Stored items
******************************
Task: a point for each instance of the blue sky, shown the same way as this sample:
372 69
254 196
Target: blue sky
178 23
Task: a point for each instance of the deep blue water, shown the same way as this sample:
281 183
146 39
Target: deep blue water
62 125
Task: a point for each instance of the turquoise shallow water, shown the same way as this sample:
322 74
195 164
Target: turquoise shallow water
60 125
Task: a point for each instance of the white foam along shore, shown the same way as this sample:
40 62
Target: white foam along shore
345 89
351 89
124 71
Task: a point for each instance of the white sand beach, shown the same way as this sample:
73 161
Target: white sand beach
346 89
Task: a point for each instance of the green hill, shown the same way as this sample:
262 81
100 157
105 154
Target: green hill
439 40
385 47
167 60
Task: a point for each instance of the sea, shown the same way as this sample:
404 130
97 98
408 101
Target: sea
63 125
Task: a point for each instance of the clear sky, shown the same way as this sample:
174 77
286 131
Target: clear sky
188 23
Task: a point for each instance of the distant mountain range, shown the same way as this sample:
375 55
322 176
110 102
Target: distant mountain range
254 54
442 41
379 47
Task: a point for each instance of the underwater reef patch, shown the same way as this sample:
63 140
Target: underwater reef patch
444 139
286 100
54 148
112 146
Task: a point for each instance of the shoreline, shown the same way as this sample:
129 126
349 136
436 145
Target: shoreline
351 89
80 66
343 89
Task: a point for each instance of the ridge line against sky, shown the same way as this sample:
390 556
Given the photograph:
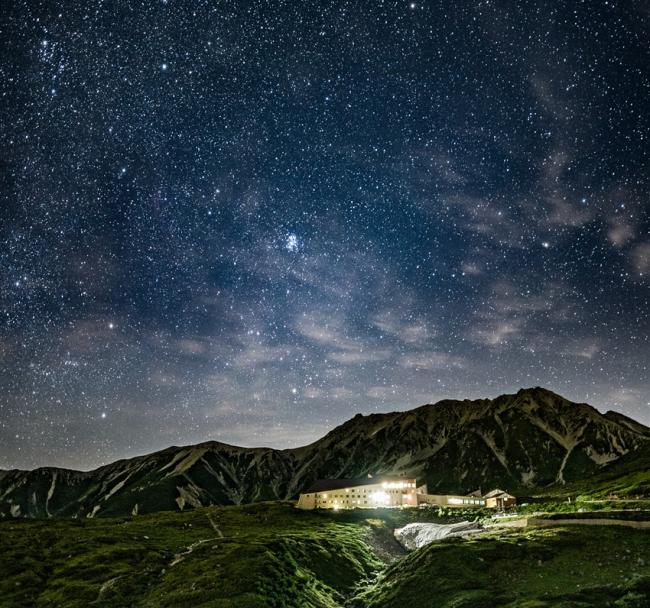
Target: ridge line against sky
247 221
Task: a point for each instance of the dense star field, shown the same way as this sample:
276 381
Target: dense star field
247 221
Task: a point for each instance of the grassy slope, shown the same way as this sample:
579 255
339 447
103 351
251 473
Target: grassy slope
628 477
564 567
269 555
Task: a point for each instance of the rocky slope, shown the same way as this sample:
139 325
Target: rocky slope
532 439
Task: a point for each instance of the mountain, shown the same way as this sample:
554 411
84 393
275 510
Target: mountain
528 440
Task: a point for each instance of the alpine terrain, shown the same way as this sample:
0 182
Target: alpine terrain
521 442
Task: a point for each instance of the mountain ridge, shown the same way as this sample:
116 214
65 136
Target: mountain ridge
530 439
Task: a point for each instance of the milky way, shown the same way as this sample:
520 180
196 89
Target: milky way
248 221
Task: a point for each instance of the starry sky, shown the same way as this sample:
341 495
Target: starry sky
249 220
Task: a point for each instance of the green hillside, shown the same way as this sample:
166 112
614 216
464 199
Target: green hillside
272 555
571 567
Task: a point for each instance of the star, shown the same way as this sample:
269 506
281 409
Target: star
292 243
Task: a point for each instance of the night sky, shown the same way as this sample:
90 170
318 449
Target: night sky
247 221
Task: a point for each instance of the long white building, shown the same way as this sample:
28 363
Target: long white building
361 493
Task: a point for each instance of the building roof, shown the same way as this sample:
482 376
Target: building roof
326 485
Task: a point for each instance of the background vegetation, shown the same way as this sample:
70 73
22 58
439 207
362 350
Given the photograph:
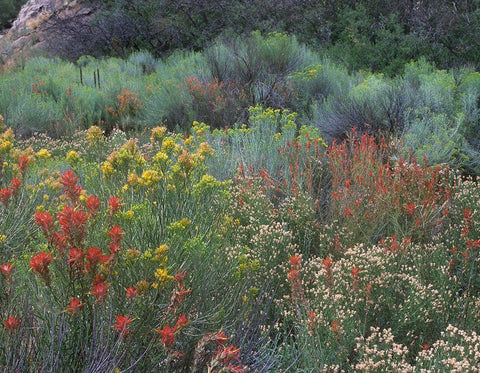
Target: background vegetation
228 203
380 35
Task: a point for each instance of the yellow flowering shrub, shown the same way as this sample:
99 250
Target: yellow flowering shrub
43 154
95 136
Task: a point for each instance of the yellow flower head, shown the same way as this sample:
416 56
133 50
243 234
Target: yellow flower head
107 169
205 149
185 160
133 179
162 276
160 252
150 177
95 136
168 145
43 154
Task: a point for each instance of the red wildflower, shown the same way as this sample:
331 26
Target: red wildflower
114 204
179 277
355 272
100 291
327 263
74 306
131 292
45 221
115 235
99 279
11 324
22 163
168 335
70 187
182 322
295 261
76 257
92 204
6 269
5 195
312 321
410 209
39 263
15 185
122 324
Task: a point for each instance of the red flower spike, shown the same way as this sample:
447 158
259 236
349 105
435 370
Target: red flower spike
92 204
327 263
5 195
122 324
115 235
100 291
114 204
39 263
131 293
410 209
15 185
182 322
168 335
295 261
74 307
6 269
22 163
45 221
76 257
11 324
355 272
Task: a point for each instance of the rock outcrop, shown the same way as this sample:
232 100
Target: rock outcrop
35 25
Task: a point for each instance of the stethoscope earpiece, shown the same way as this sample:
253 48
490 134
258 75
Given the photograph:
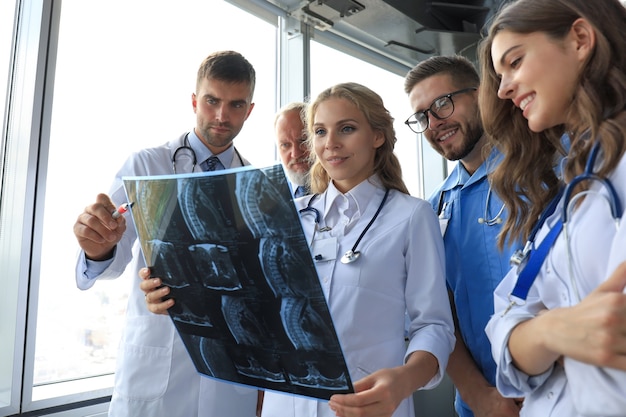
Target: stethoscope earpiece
350 257
353 254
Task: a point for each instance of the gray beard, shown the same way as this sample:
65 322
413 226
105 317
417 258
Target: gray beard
297 178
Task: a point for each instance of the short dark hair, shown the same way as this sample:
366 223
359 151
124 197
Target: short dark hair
229 66
461 70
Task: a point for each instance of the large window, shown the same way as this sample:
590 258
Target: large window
115 76
118 89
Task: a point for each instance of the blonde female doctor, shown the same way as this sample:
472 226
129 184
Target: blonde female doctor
380 255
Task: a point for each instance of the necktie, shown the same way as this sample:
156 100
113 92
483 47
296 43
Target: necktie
211 164
300 191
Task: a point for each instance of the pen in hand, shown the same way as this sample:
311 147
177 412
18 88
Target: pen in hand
121 210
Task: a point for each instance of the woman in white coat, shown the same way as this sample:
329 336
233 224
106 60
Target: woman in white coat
558 334
399 267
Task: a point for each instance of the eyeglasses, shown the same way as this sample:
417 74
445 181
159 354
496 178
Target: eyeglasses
441 107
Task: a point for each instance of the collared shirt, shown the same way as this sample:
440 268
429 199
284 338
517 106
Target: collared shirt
597 248
203 153
474 265
401 268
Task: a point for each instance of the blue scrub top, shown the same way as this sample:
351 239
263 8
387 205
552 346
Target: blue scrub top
474 265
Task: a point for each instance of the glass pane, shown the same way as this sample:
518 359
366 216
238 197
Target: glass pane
329 66
8 295
124 77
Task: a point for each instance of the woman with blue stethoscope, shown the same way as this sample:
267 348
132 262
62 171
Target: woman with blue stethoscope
378 253
559 330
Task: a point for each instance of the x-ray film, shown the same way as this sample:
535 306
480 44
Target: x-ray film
249 305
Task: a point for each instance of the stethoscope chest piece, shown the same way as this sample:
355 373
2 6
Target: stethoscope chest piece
350 257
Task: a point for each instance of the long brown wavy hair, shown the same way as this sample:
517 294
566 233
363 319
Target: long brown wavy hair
526 179
386 164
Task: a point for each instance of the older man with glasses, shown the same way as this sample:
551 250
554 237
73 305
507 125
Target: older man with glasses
443 93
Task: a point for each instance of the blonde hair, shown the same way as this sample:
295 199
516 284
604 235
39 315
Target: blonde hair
386 164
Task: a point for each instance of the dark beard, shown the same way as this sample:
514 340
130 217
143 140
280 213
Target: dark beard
471 137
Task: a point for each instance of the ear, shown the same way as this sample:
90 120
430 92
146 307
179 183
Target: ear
583 36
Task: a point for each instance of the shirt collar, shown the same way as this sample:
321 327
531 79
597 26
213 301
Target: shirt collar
203 153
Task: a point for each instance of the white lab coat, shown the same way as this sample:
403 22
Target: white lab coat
401 268
154 375
597 248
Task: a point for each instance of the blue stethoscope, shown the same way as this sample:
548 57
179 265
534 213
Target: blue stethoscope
353 254
187 148
530 259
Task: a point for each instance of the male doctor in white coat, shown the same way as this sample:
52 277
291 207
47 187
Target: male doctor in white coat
154 375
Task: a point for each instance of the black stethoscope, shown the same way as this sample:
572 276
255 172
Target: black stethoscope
494 220
353 254
530 259
186 147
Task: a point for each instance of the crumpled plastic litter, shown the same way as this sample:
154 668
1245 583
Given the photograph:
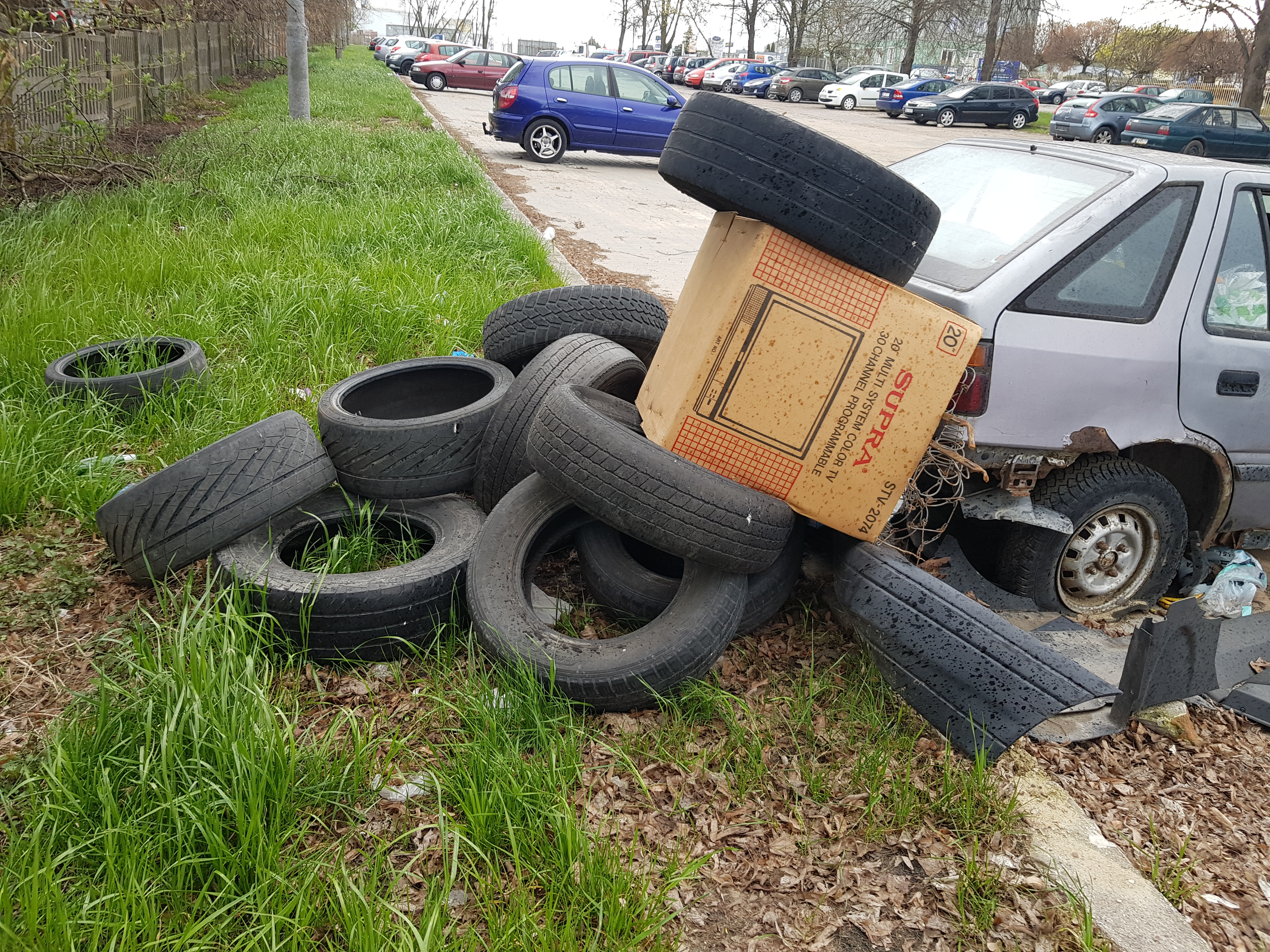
******************************
Exercise description: A faithful copy of every entry is needed, omitting each image.

Exercise answer:
Task: a point for each instance of the blue sky, shown the same way as this sample:
372 69
254 196
Target: blue sky
178 23
Task: a point for each instance of the deep blue water, shown the same way as this sample:
281 183
146 39
Target: deep blue water
62 125
Task: a point for each instance of the turquoise shallow water, shown the same way as this sample:
322 74
195 164
Target: turquoise shallow water
60 125
Task: a point for each instance of the white foam along shore, shown the same way as this sample:
40 62
Target: white foam along shore
345 89
351 89
124 71
Task: a point for each instance of the white sand beach, shown the same way as this sample:
73 161
Target: white sand beach
346 89
Task: a point for each instance of the green hill, shown the same way as this sample:
262 81
100 157
105 154
Target: green hill
439 40
385 47
167 60
Task: a point for each instance of the sea, shown the same way as this sample:
404 130
97 98
408 101
Target: sea
63 125
Task: a point for each instance of the clear sky, shown the same way as this sample:
174 77
286 131
Target: clear sky
188 23
Task: a point for each instance of the distant mountain range, shown the same way as this sample:
375 55
322 176
110 102
Target: distant mountain range
254 54
442 41
379 47
Task: a point for each instance of the underwater reef patch, shown the same way as this sample:
63 140
Target: underwater reef patch
444 139
286 100
54 148
112 146
Task: a point for each instance of the shoreline, shown the same way as this sample:
129 126
349 136
436 145
Target: shoreline
351 89
80 66
343 89
Task: a point for each instance of the ridge line against sky, shown the same way as this sample:
390 556
Given the photograph:
Target: ridge line against sky
247 221
Task: a point for each instance of the dense star field, shown the same way as this sample:
276 381
Target: dense star field
247 221
Task: a point for each instance of the grassy slope, shown the same way as this sample:
579 255
339 447
103 351
251 473
Target: grassy slope
628 477
564 567
269 555
Task: a point for each instance of the rocky slope, shown the same way as this sample:
139 325
Target: rocky slope
532 439
Task: a point for each instance of the mountain, shown the same way as this sample:
554 411
84 393
275 510
Target: mountain
528 440
Task: a point for each instance of the alpine terrain, shown the same way as this sample:
0 182
Target: alpine terrain
521 442
Task: a point for each instance of the mountain ridge, shown the same way as this sample:
116 214
65 136
Target: mountain ridge
530 439
Task: a point for each instance of the milky way, shown the same way as this sample:
520 180
196 89
Target: milky way
248 221
Task: a point for each instance of the starry sky, shown the same way as this sample:
341 495
Target: starry sky
249 220
Task: a point for each instance of the green hillside, shown the same way as this sample:
166 112
614 216
464 199
Target: green hillside
272 555
571 567
Task: a point for each instance of the star, shown the same way as this sample:
269 506
281 409
Target: star
292 243
Task: a point for each instance of the night sky, shown the same way as this sample:
90 170
318 449
Target: night sky
247 221
Task: a point for each instance of the long white building, shown the same way as this sample:
28 363
Target: long white building
361 493
Task: a point for each instance of the building roof, shown the same way as this sample:
482 376
Target: building roof
326 485
Task: a point for each instance of the background vegetation, shown the same way as this sample:
70 73
22 58
439 207
362 350
Given the photograph:
Target: background vegetation
228 203
380 35
Task: a point for each instance of the yellow flowering shrub, shown the same way as this sample:
99 250
Target: yellow flowering shrub
43 154
95 136
Task: a point for each instance of the yellow flower head, shown the same way as this sample:
416 56
133 50
243 234
Target: yellow flower head
107 169
205 149
185 160
133 179
162 276
160 252
150 177
95 136
168 145
43 154
Task: a point for each instance of the red wildflower, shown the same way as this sample:
331 26
Target: red wildflower
114 204
179 277
355 272
100 291
327 263
74 306
131 292
45 221
115 235
99 279
11 324
22 163
168 335
70 187
182 322
295 261
76 257
92 204
6 269
5 195
312 321
410 209
39 263
15 185
122 324
Task: a point for each instance of the red flower spike, shown the same way as this sample:
447 158
259 236
349 105
435 370
Target: red flower spike
92 204
327 263
5 195
122 324
115 235
100 291
114 204
39 263
131 293
410 209
15 185
182 322
168 335
295 261
74 307
6 269
22 163
45 221
76 257
11 324
355 272
Task: a point for each instance of the rock outcrop, shown the same way as this sample:
232 100
Target: rock outcrop
35 25
Task: a point for each instance of the stethoscope earpiece, shown the same way as this sample:
253 48
490 134
258 75
Given the photograph:
Target: stethoscope earpiece
350 257
353 254
Task: a point for each instance of the gray beard, shown the same way as this sample:
65 322
413 226
105 317
417 258
Target: gray beard
297 178
Task: a point for each instance of the short dark hair, shown the same way as this sample:
366 223
359 151
124 197
Target: short dark hair
229 66
461 70
Task: a point for each instance of the large window, shown the same way as this sample:
590 258
Target: large window
115 76
118 89
Task: a point for each instance of the blonde female doctor, shown the same way as this sample:
472 226
129 184
Target: blonde female doctor
380 255
Task: a point for each instance of the necktie, shown the same way as this sample:
156 100
113 92
483 47
296 43
Target: necktie
211 164
300 191
Task: a point for each instance of the pen in hand, shown the same way as this sample:
311 147
177 412
18 88
Target: pen in hand
121 210
Task: a point for each instance of the woman in white coat, shown the same way as this sample:
329 336
233 224
106 60
Target: woman in white coat
558 334
399 267
Task: a point for each instance of the eyeglasses, shown the same way as this sample:
417 74
445 181
159 354
496 178
Target: eyeglasses
441 107
Task: a point for each instance of the collared shirt, shown the same way as this sample:
440 268
429 199
284 338
517 106
Target: collared shirt
597 248
203 153
474 265
401 268
Task: a point for each instance of the blue scrub top, shown the same way as this sample:
351 239
263 8
387 205
552 346
Target: blue scrub top
474 265
Task: a point for each instance of the glass pane, shown the same way as this sample:
518 359
366 216
238 197
Target: glass pane
329 66
8 295
124 77
Task: a point for each instance of the woman with blue stethoscope, shown the same way as this sample:
267 348
132 262
62 171
Target: woman with blue stethoscope
378 253
559 330
Task: a point for each instance of the x-ray film, shown the same way as this sample:
535 306
480 44
Target: x-ray film
249 305
Task: a point for each instance of the stethoscope chest piece, shown the same way as this sample:
355 373
2 6
Target: stethoscope chest piece
350 257
Task: a point for each instance of the long brown wavy hair, shown the same way as this sample:
517 294
566 233
363 319
Target: long brown wavy hair
526 179
386 164
Task: a point for each instance of the older man with glasses, shown the same way as this sample:
551 250
554 237
73 305
507 125
Target: older man with glasses
443 93
Task: a point for each instance of the blonde hair, shown the same way as this sample:
295 199
516 284
604 235
39 315
Target: blonde hair
386 164
Task: a point for each instance of the dark beard, shown the same way as this sample:
514 340
130 217
143 140
280 213
Target: dark beard
471 137
Task: a point for each instance of the ear, shown the same way as this sample:
90 120
430 92
146 307
179 183
Target: ear
583 36
Task: a point for each instance of the shirt collar, shown the same way as this sample:
321 327
531 79
597 26
213 301
Target: shirt collar
203 153
Task: a point for each instance of the white lab coat, shown the same way as this sample:
403 22
Target: white lab coat
401 268
154 375
597 248
Task: a point for each instance of the blue stethoscope, shown the same way as this sample:
548 57
179 265
534 213
Target: blue stethoscope
353 254
187 148
530 259
Task: a point for each instance of the male doctor in white coat, shown the same way as this sample:
52 277
291 207
47 187
Target: male doctor in white coat
154 375
Task: a point for each instance of the black stethoscope, shown the same way as this sample:
572 276
255 172
Target: black stethoscope
494 220
353 254
530 259
186 147
Task: a point for each instance of the crumpled plastic litter, shown the same way as this sample:
154 668
1245 583
Given the photograph:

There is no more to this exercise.